Creating the economic and environmental case for the circular economy in regions across North America can put us on a path toward reduced waste, increased value from products and reduced levels of harmful emissions.

Through a collection of case studies, the report also details leading businesses with operations in the Great Lakes Region that are taking steps towards making these material streams more circular. Their work, along with a series of actionable recommendations explained in the report, offer a framework that can be applied in other regions to move toward a circular economy, including: 

1. Conduct a comparable economic and environmental impact assessment for the region by leveraging existing data

It is crucial to have a baseline measurement of how circular economy practices can lift up a region’s economy and bolster existing sustainability efforts. To justify new investment, several industries already conduct economic impact analyses using any number of vetted mechanisms, such as those which leverage RIMS II data from the U.S. Bureau of Economic Analysis. Stakeholders then will use those results to illustrate long term multiplicative impact in GDP growth, jobs created or other positive outcomes. The Great Lakes report uses previous research on the three heavily used materials in the region (steel, plastic, and pulp and paper) to determine impact on the local economy and its greenhouse gas emissions profile. While our research certainly can be used to build the case for circularity’s potential, specific resources in other regional markets may require a more bespoke analysis.

2. Incorporate circular economy practices into broader environmental and climate goals

Once the potential benefits are calculated, circular economy efforts can be incorporated into broader regional climate action targets — such as those recently renewed by Illinois, Wisconsin and Michigan — as clear pathways to achieve them. By aligning circular practices with broader targets, they become instrumental aspects of these public and trackable goals. Explicitly identifying circularity in these plans can provide a strong signal, clearer guidance and greater incentive for the private, public, NGO and community stakeholders whose effective collaboration is crucial.

3. Encourage the necessary partnerships and collaboration

Many corporate efforts towards sustainability, such as increased recycling rates, reduced water usage or zero waste goals, require only a handful of partners and financial investment. In contrast, companies cannot be circular without joining an entire ecosystem of enabling actors that can serve as secondary markets, recovered material suppliers and otherwise assist in closing the loop. Private sector support for business models that better foster circularity and cross-sector collaboration, such as value creation for waste streams, can lead to increased adoption of circular practices by a wider array of businesses and stakeholders.

Looking forward

Ultimately, creating the economic and environmental case for the circular economy in regions across North America can put us on a path toward reduced waste, increased value from products and reduced levels of harmful emissions. The social benefits are equally significant, ranging from increased job creation to meaningfully contributing to the 2030 Agenda for Sustainable Development. With this report, the U.S. Chamber Foundation hopes to accelerate circularity in the Great Lakes Region by creating an environment where leading circular businesses can deepen their own efforts, inspire and educate businesses in the earlier stages, and stakeholders across the public and private sector can synchronize efforts. Moreover, we hope to provide a model through which other regions can gauge potential impact and refine an actionable agenda that cuts across borders to enable a circular economy at scale.

Data ->
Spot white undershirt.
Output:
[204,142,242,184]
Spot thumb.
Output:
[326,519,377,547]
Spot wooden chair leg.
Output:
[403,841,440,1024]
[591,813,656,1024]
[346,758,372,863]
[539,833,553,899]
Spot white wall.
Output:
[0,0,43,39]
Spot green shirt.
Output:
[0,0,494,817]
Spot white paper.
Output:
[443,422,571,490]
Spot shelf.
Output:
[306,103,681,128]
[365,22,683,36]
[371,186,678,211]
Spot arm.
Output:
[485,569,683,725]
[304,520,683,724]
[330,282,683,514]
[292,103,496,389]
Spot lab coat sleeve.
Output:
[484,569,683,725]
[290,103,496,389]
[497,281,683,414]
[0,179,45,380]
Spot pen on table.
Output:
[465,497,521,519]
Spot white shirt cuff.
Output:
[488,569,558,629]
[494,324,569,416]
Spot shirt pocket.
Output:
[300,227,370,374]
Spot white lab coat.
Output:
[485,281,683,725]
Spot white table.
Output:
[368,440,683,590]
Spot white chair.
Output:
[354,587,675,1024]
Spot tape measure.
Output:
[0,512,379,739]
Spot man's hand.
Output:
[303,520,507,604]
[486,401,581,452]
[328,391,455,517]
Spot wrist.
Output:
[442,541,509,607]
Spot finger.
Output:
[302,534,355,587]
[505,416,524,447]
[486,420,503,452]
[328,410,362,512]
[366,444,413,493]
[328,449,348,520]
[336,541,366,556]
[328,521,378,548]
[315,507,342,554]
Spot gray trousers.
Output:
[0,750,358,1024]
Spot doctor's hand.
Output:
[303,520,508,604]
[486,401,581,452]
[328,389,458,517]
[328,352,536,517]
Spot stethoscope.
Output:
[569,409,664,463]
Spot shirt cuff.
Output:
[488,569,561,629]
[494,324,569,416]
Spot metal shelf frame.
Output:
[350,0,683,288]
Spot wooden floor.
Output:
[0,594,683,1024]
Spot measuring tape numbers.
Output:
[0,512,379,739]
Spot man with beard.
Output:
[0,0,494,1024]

--

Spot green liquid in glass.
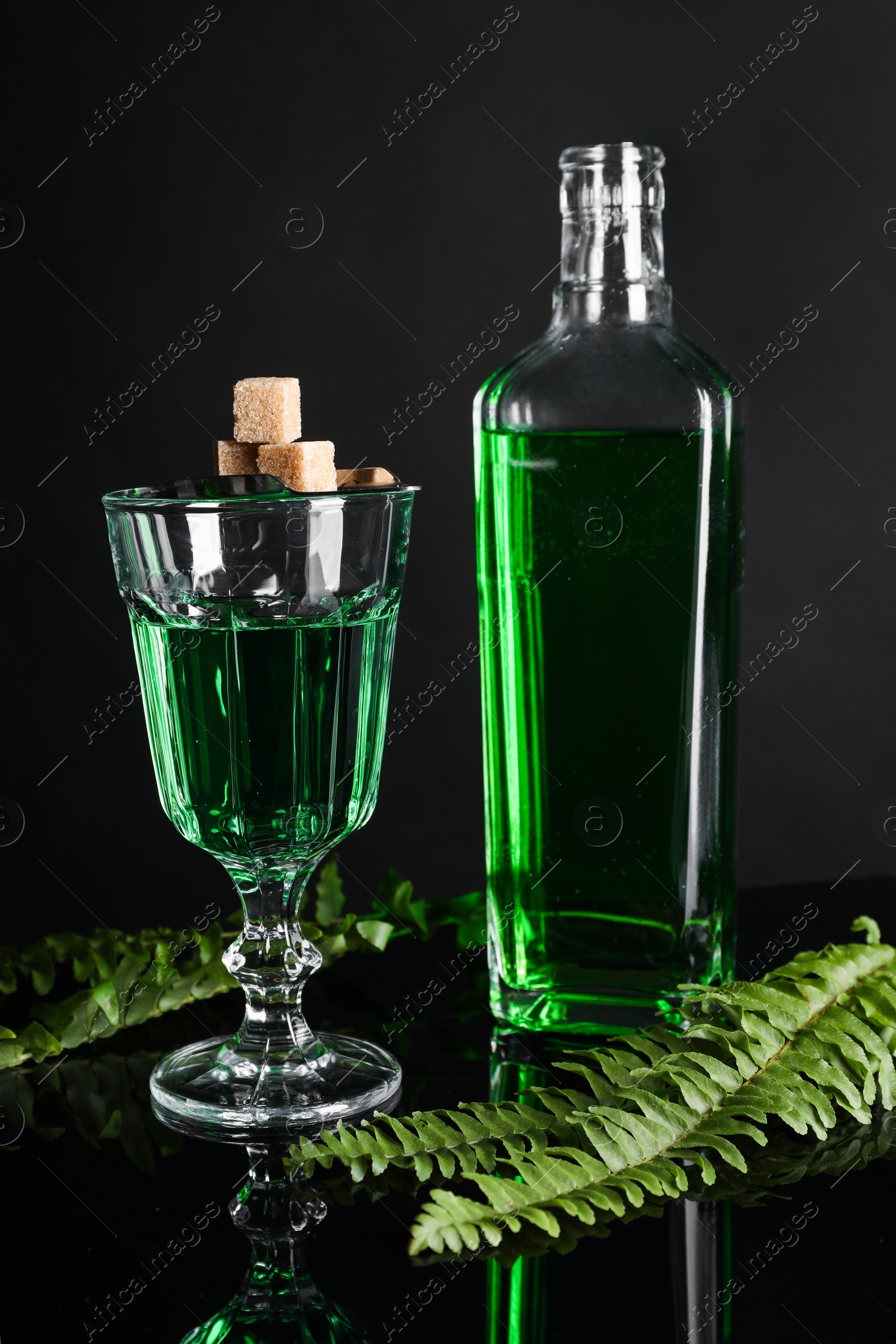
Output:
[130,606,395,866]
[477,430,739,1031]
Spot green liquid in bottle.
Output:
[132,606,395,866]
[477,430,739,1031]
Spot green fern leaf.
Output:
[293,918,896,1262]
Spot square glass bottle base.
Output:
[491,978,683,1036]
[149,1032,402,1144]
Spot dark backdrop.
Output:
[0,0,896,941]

--

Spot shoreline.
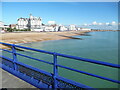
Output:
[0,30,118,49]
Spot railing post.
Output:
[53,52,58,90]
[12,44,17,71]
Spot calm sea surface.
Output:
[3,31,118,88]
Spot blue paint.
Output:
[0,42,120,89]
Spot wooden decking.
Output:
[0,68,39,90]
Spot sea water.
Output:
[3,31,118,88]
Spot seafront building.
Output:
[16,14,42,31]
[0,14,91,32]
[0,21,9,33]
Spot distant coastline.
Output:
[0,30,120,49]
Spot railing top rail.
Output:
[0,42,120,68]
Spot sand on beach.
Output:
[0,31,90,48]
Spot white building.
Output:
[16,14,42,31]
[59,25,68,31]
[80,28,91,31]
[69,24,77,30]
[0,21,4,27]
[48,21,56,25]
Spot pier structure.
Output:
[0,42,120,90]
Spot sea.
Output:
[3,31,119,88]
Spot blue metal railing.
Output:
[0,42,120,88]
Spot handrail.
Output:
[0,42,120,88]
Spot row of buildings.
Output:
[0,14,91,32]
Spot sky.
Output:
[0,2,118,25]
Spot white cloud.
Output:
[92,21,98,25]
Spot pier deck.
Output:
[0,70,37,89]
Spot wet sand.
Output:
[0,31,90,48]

Problem details -> Rewrite the circular economy text between "3. Encourage the" and "businesses and stakeholders.", inclusive, substituting "network" for "ecosystem". The entries have no connection to the circular economy text.

Written answer ->
3. Encourage the necessary partnerships and collaboration

Many corporate efforts towards sustainability, such as increased recycling rates, reduced water usage or zero waste goals, require only a handful of partners and financial investment. In contrast, companies cannot be circular without joining an entire network of enabling actors that can serve as secondary markets, recovered material suppliers and otherwise assist in closing the loop. Private sector support for business models that better foster circularity and cross-sector collaboration, such as value creation for waste streams, can lead to increased adoption of circular practices by a wider array of businesses and stakeholders.